__TEXT EXCERPT__
──────────
[Cite as Ayers v. Ishler, 2011-Ohio-4272.]
COURT OF APPEALS
DELAWARE COUNTY, OHIO
FIFTH APPELLATE DISTRICT
LEONA W. AYERS, M.D., et al. JUDGES:
Hon. W. Scott Gwin, P. J.
Plaintiffs-Appellants Hon. John W. Wise, J.
Hon. Julie A. Edwards, J.
-vs-
Case No. 11 CAE 01 0001
CLIFFORD E. ISHLER, et al.
Defendants-Appellees OPINION
CHARACTER OF PROCEEDING: Civil Appeal from the Court of Common
Pleas, Case No. 07 CVC 12 1458
JUDGMENT: Affirmed
DATE OF JUDGMENT ENTRY: August 25, 2011
APPEARANCES:
For Plaintiffs-Appellants For Defendant-Appellee Ishler
JAMES C. AYERS, SR. ANDREW J. KIELKOPF
JAMES C. AYERS LAW OFFICE 471 East Broad Street, 19th Floor
8559 Stonechat Loop Columbus, Ohio 43215
Dublin, Ohio 43017-8625
For Defendant-Appellee State Auto
DAVID A. CABORN
765 South High Street
Columbus, Ohio 43206
Delaware County, Case No. 11 CAE 01 0001 2
Wise, J.
{¶1} Plaintiffs-Appellants Leona W. Ayers and James C. Ayers, Sr. appeal the
jury award following a trial in the Delaware County Common Pleas Court.
STATEMENT OF THE FACTS AND CASE
{¶2} This case arose out of a motor vehicle accident which occurred on July 3,
2003, within the City of Delaware on U.S. Route 36-37 east. On said date, the traffic
light at the intersection of Davidson Road was inoperative due to a storm. Plaintiff-
Appellant, Leona Ayers, stopped for the light but Defendant-Appellee, Clifford Ishler,
who was driving the car behind her failed to stop and rear-ended her vehicle.
{¶3} In 2005, Plaintiffs-Appellants Leona Ayers and her husband James Ayers
filed an action in the Delaware County Common Pleas Court against Defendant-
Appellee Ishler and Defendant-Appellee State Automobile Mutual Insurance Company
("State Auto"), setting forth claims sounding in negligence, and with regard to Appellee
State Auto, seeking the recovery of underinsured motorist benefits.
{¶4} Plaintiffs dismissed the first lawsuit without prejudice on December 8,
2006 and proceeded to re-file the lawsuit in December of 2007 setting forth the same
claims.
──────────
__DATA SUPPLIED__

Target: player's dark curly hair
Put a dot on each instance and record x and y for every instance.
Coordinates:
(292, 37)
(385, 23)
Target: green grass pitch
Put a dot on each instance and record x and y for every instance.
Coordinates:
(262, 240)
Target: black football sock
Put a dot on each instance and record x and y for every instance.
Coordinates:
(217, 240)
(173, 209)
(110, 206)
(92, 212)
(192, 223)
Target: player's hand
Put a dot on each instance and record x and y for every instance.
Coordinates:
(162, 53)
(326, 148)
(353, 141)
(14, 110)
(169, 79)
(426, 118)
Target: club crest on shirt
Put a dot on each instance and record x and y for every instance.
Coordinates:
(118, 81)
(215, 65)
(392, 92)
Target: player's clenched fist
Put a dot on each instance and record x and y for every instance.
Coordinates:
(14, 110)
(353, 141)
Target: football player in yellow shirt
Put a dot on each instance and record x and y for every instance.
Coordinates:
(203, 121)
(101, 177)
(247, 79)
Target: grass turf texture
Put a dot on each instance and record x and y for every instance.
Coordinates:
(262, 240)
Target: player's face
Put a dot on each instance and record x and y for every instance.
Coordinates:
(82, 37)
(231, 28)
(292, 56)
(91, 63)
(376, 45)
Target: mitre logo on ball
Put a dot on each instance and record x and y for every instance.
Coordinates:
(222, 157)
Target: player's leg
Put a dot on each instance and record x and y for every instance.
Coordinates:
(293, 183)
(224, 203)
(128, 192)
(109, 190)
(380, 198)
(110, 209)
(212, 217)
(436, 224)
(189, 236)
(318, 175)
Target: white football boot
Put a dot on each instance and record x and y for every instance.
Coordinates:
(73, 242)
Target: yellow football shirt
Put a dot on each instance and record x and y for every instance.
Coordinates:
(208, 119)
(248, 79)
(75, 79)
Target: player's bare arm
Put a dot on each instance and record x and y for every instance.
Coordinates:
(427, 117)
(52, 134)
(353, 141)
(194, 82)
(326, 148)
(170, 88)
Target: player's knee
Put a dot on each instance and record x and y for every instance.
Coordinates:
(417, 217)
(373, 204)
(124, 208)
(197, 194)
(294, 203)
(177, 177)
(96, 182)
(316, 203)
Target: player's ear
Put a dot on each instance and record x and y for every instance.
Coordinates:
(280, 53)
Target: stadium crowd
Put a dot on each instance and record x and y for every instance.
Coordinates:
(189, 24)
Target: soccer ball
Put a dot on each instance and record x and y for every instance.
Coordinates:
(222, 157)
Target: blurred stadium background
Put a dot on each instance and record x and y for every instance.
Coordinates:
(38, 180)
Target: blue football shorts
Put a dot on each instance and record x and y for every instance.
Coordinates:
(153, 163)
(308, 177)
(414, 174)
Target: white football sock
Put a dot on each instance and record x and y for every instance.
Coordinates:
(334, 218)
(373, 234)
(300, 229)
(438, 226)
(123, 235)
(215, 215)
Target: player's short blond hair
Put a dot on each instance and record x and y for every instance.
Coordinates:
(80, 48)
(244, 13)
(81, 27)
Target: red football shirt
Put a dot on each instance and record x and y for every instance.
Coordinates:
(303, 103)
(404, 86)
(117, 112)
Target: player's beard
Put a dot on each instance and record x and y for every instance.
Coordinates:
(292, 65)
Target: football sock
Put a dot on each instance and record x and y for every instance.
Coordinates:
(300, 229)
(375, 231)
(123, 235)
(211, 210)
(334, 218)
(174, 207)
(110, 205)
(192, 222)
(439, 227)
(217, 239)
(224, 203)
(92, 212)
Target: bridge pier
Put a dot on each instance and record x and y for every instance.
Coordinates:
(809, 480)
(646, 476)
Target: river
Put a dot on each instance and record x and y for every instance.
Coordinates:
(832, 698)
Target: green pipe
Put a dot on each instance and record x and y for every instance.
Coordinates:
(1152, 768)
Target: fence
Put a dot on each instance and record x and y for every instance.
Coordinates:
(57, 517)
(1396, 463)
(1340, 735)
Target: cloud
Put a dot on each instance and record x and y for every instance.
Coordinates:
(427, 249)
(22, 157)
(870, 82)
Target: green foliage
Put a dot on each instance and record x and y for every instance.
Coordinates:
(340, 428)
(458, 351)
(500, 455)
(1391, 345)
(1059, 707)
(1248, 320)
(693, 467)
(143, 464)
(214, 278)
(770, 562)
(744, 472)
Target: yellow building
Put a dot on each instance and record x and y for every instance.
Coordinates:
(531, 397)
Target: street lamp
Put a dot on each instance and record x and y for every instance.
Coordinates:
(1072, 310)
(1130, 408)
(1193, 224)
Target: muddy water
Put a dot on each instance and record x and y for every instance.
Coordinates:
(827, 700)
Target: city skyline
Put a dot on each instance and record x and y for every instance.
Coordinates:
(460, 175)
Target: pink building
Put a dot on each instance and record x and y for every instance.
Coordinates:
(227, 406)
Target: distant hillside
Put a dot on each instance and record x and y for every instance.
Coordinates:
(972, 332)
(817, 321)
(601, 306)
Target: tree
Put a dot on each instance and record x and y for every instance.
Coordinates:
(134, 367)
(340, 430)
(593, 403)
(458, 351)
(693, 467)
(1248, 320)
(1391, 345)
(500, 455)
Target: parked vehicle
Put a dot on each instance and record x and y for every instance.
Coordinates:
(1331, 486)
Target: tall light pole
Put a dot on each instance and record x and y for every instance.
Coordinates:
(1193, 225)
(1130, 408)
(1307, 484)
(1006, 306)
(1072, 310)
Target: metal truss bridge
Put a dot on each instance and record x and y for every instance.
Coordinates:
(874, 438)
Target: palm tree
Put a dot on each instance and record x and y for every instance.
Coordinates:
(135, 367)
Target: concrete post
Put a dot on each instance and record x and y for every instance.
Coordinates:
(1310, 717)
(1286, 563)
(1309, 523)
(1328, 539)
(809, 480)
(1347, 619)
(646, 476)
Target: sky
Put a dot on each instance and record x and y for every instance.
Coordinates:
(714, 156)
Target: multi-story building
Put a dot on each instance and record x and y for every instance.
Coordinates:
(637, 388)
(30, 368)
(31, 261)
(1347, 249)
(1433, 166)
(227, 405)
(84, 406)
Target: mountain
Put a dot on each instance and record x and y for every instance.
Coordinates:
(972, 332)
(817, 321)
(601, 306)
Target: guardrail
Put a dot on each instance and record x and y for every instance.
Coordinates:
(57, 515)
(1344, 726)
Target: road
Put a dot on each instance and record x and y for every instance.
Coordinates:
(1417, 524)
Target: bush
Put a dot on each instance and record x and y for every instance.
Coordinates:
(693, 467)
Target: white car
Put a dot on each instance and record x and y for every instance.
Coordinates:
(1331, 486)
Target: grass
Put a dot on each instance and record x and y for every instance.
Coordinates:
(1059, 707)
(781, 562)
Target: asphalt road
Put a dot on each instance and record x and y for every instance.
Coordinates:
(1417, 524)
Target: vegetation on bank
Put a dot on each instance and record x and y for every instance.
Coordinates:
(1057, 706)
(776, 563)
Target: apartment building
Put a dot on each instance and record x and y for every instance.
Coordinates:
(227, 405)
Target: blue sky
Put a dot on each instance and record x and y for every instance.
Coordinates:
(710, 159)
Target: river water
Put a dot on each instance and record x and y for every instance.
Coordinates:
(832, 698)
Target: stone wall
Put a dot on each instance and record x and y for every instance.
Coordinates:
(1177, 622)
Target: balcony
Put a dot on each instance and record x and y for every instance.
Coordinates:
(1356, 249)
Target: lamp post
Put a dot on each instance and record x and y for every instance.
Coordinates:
──────────
__PROBLEMS TO WORK ON__
A. According to the Ayers v. Ishler opinion, why was the traffic light at the Davidson Road intersection inoperative on the day of the accident?
B. Decide whether each statement agrees with the Ayers v. Ishler opinion. For each, answer yes or no and quote the deciding words.
(i) The accident happened within the City of Delaware on U.S. Route 36-37 east.
(ii) The plaintiffs dismissed their first lawsuit with prejudice.
(iii) The court of appeals reversed the judgment.

__RESPONSES BY ITEM NUMBER__
A. It was inoperative because of a storm.

B.
(i) Yes: "within the City of Delaware on U.S. Route 36-37 east"
(ii) No: "Plaintiffs dismissed the first lawsuit without prejudice"
(iii) No: "JUDGMENT: Affirmed"